**Records shown:**
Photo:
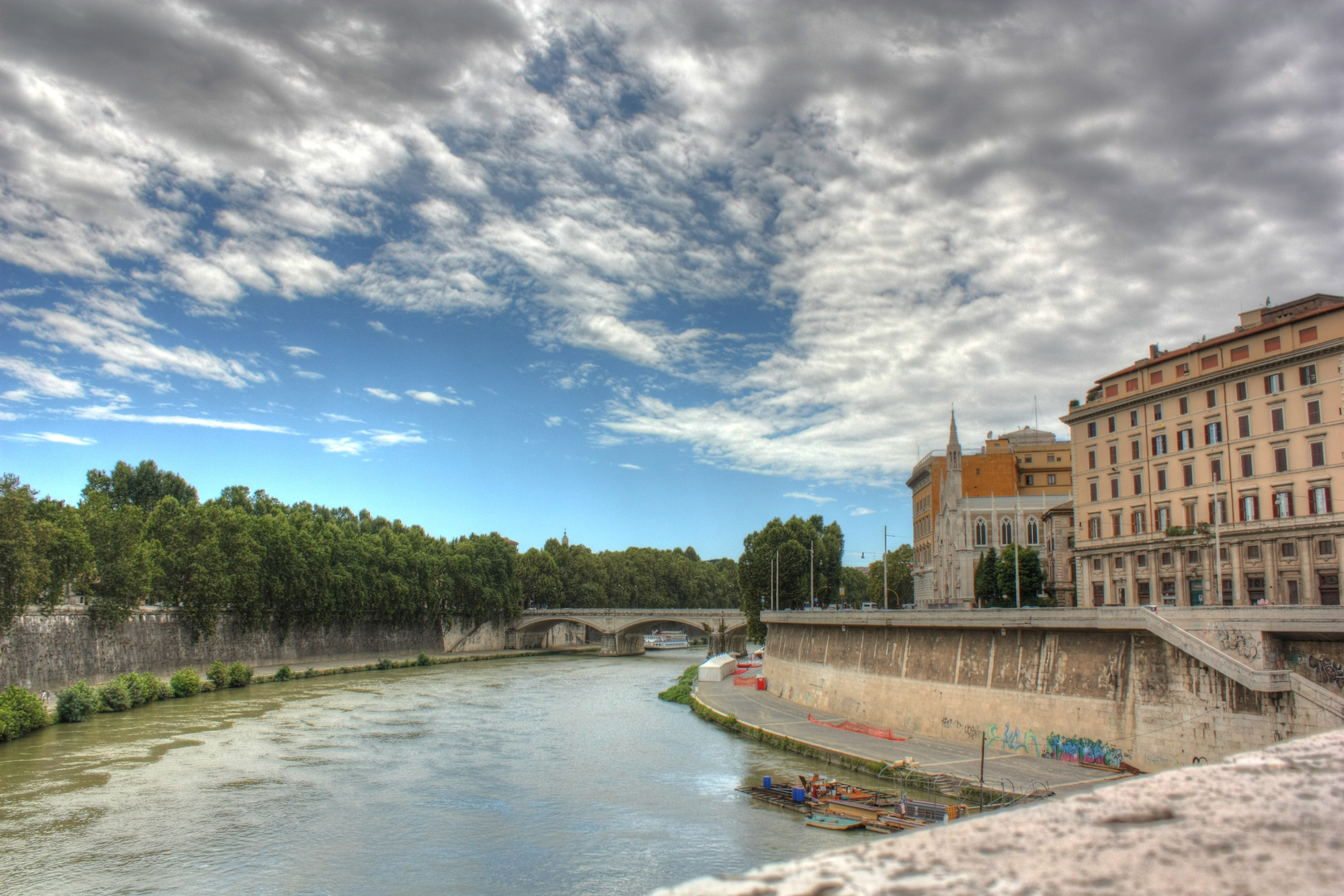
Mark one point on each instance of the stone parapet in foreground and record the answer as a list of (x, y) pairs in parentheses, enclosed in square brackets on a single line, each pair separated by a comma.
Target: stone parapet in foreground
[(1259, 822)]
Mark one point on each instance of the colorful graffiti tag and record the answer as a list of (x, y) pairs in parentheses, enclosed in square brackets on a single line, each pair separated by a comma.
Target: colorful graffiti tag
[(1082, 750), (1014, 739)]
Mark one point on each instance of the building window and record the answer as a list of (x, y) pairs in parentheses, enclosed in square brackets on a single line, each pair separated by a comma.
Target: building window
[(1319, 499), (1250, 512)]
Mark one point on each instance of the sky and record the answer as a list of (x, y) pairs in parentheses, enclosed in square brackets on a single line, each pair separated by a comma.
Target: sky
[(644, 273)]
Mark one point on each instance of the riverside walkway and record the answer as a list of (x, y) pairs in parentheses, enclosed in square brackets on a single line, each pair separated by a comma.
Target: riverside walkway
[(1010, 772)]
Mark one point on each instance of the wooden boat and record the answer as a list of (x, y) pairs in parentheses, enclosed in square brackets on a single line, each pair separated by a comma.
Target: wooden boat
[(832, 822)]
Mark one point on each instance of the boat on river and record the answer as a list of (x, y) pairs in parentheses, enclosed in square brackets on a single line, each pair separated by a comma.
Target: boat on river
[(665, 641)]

**Requirements:**
Rewrite the stretch of the data from the line containing "Mark one point on each instance of the wooden" through the end of the data, both ends included and requests kept as they are, multiplying every point coordinate in the answers by 0.65 and rounding each to a whole number with halves rounded up. Give only those lines.

**The solution:**
Mark one point on each instance of the wooden boat and record the answer as a list of (x, y) pairs in parentheses, enclosed in square brackets on a single line, each pair separated by a comma.
Target: wooden boat
[(541, 534)]
Mark one point on each instance of the boat on river and record the answer as a list of (x, y) pairs in parentheses, enclosed in square brackets on a single line, each pair separated by a comma.
Target: boat on river
[(432, 417)]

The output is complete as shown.